> EXERCISE BRIEF:
Gather every line in the data below that contains the word "water" and copy each one out.

Items from a labeling collection
==============================

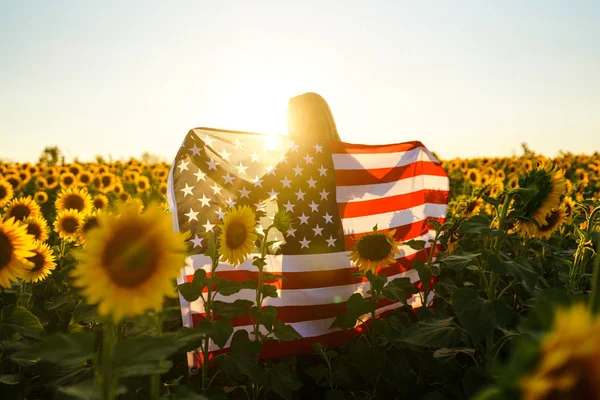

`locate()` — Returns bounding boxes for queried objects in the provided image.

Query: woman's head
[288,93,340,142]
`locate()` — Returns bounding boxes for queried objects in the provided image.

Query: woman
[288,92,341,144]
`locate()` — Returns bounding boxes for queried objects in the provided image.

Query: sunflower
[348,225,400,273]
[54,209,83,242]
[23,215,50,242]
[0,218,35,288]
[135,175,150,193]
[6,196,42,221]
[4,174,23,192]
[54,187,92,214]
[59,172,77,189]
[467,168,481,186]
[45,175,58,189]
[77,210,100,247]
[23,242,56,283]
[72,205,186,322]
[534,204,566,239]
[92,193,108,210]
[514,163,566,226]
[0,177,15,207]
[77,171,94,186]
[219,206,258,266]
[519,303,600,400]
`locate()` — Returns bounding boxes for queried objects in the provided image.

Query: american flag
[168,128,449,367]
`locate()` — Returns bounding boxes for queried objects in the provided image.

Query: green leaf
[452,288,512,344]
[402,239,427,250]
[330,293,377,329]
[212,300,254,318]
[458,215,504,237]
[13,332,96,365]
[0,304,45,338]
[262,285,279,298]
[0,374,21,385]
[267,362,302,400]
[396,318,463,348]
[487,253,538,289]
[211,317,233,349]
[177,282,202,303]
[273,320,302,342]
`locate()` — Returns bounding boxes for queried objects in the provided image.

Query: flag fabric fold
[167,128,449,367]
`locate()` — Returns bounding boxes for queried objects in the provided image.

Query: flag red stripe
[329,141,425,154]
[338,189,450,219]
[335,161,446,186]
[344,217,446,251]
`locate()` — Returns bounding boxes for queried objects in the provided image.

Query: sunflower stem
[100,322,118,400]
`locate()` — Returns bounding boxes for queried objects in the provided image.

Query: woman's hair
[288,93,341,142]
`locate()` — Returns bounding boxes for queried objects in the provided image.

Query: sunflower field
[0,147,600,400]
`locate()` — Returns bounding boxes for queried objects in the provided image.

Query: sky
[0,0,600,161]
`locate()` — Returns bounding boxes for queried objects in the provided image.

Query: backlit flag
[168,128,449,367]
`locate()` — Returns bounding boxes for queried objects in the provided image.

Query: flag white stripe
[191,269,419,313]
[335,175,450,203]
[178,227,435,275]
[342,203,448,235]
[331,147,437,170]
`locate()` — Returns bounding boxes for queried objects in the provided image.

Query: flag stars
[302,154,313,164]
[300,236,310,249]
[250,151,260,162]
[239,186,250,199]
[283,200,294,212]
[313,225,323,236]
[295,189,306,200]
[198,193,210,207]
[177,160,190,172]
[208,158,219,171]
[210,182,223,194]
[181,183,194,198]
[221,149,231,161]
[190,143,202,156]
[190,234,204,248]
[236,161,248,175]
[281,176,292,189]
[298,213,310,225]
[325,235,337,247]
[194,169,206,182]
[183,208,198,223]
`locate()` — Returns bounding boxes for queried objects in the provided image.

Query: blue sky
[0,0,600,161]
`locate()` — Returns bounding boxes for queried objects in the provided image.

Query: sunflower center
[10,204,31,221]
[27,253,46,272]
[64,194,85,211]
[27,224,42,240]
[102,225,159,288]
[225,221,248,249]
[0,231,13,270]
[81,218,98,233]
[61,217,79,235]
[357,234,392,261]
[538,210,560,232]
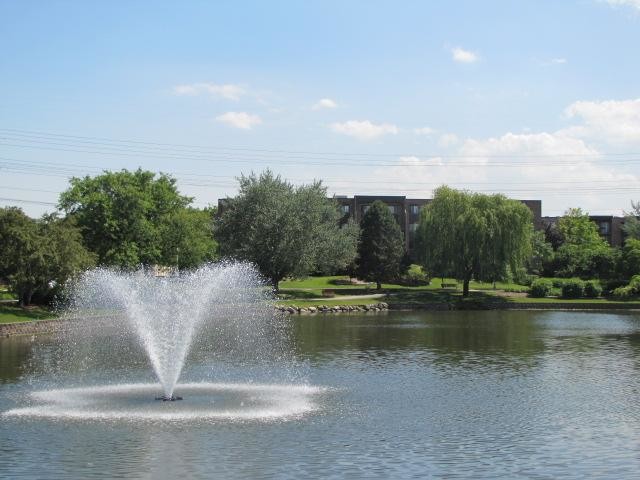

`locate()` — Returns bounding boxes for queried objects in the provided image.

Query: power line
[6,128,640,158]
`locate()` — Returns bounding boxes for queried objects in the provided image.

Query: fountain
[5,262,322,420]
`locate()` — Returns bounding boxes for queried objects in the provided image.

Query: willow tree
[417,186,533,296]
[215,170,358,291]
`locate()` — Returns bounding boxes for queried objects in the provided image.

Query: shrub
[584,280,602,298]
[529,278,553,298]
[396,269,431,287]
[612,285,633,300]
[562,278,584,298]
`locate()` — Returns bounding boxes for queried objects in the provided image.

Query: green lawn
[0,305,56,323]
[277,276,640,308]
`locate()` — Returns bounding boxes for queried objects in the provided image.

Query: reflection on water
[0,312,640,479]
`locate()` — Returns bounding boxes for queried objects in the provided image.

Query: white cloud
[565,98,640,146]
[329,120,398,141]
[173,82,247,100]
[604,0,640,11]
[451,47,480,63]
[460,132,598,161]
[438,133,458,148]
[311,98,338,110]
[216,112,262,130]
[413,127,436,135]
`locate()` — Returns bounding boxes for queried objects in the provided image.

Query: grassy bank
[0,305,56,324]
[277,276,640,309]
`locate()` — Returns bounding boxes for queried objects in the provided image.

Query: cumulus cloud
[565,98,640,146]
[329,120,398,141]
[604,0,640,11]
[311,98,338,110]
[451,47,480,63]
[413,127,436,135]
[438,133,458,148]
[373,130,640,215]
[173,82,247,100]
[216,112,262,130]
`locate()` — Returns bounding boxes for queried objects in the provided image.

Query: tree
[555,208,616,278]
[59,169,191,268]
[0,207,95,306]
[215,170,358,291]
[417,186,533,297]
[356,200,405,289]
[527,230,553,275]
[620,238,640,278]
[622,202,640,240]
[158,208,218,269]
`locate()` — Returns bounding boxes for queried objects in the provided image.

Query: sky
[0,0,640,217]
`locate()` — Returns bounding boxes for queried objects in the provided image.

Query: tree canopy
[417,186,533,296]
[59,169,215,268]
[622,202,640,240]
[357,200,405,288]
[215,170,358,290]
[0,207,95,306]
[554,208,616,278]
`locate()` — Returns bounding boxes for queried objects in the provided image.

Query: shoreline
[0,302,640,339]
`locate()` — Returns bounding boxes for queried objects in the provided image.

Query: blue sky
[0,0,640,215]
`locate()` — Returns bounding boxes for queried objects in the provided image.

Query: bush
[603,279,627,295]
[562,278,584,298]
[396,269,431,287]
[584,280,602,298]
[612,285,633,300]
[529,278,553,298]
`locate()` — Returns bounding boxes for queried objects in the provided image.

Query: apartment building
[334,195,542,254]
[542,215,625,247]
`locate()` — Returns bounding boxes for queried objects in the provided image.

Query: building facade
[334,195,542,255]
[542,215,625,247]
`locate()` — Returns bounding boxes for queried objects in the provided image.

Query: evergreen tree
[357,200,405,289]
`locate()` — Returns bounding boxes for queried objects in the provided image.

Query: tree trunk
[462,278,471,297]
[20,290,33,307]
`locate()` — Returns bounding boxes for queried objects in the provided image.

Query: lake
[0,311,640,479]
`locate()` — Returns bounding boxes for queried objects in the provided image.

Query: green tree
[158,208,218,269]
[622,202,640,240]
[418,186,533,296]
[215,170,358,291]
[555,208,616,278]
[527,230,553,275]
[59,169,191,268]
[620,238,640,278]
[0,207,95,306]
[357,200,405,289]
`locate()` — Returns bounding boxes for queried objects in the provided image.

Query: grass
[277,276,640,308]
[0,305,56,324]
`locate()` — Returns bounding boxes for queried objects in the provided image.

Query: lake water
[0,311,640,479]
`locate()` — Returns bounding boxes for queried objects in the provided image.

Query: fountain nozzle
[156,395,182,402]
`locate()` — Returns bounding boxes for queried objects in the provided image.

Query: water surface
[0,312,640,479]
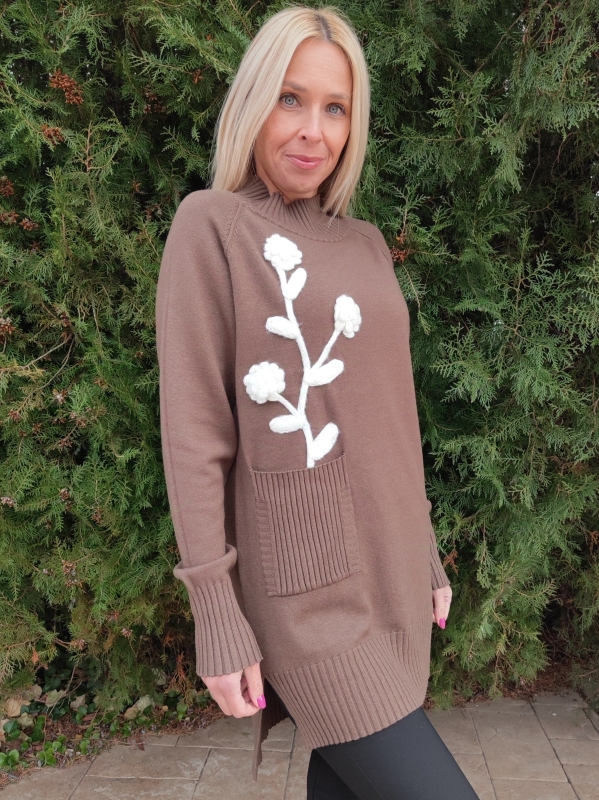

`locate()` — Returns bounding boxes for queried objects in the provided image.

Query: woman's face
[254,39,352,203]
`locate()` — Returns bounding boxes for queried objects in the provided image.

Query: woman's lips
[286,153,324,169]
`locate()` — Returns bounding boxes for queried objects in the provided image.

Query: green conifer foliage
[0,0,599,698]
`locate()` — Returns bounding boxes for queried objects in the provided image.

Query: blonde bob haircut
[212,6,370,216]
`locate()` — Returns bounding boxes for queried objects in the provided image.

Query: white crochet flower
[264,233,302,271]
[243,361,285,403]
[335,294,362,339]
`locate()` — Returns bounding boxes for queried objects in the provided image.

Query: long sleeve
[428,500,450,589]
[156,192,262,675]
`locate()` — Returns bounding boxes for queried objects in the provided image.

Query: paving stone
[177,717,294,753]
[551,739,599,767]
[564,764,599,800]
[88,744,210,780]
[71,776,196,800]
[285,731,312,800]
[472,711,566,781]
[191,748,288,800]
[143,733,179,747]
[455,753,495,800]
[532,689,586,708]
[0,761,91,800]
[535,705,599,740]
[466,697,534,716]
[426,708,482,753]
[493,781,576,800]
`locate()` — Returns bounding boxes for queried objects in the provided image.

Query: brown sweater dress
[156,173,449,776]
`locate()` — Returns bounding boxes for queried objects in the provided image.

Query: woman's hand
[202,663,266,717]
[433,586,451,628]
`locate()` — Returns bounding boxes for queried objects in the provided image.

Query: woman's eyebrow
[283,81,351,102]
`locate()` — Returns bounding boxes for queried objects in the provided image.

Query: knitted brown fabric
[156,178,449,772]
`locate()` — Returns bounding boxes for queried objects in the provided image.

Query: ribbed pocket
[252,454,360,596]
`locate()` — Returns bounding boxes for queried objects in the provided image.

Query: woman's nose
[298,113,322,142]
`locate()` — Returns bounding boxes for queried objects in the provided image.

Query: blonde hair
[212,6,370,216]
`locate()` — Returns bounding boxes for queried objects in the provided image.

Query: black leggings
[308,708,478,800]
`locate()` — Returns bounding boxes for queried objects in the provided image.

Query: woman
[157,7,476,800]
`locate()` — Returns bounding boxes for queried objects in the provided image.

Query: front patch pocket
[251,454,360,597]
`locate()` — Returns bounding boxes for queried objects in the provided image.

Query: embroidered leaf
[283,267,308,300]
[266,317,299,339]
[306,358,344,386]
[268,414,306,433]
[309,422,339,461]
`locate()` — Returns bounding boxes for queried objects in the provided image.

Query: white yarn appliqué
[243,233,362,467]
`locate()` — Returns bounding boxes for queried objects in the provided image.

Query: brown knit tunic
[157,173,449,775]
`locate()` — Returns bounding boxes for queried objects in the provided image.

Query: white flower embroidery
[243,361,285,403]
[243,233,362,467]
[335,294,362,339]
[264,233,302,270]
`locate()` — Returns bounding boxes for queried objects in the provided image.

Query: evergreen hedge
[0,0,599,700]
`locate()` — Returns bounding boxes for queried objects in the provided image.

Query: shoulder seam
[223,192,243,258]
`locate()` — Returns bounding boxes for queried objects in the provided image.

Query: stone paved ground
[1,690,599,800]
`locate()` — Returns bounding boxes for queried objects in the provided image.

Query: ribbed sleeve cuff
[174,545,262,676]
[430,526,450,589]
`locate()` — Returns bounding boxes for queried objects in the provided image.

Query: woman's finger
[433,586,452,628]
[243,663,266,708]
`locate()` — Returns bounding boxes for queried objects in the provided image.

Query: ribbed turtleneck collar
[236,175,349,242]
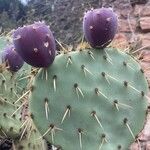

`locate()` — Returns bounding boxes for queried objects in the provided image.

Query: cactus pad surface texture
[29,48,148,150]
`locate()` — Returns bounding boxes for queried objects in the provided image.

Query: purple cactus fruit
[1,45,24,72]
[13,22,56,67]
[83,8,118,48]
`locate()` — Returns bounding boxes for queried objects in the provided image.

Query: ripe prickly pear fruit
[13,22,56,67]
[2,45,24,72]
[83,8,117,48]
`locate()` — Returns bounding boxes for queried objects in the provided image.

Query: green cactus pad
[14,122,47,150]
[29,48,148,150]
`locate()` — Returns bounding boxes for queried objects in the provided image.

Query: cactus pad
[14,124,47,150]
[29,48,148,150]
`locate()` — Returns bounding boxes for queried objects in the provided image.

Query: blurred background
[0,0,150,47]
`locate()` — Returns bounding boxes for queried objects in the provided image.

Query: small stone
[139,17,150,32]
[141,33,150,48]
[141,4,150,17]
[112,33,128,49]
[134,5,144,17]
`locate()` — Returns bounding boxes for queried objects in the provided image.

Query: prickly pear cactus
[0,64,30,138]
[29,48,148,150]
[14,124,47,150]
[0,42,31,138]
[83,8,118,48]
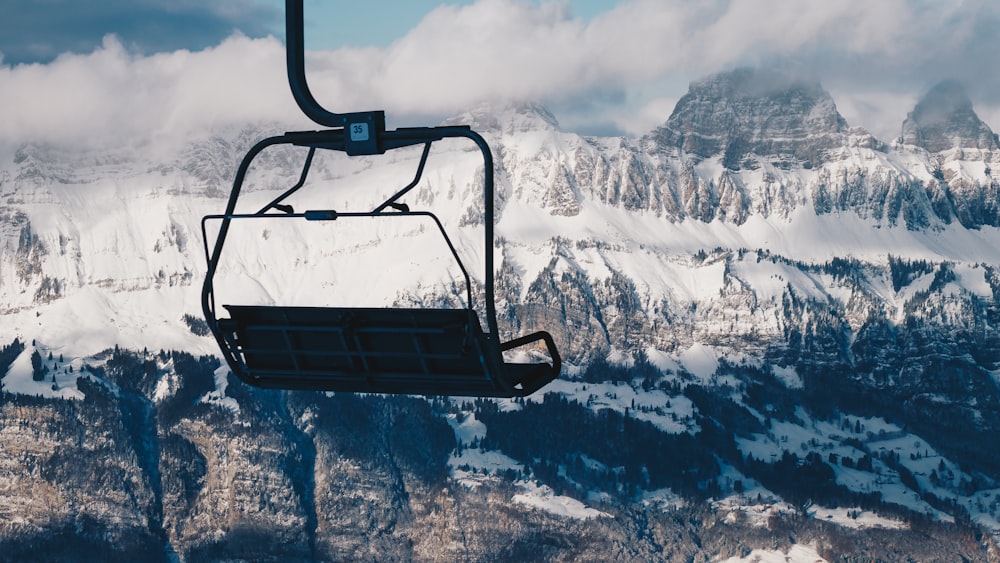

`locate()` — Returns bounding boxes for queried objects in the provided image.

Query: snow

==============================

> WRITTEN SOLUTION:
Query: reflection on water
Query: lake water
Query: water surface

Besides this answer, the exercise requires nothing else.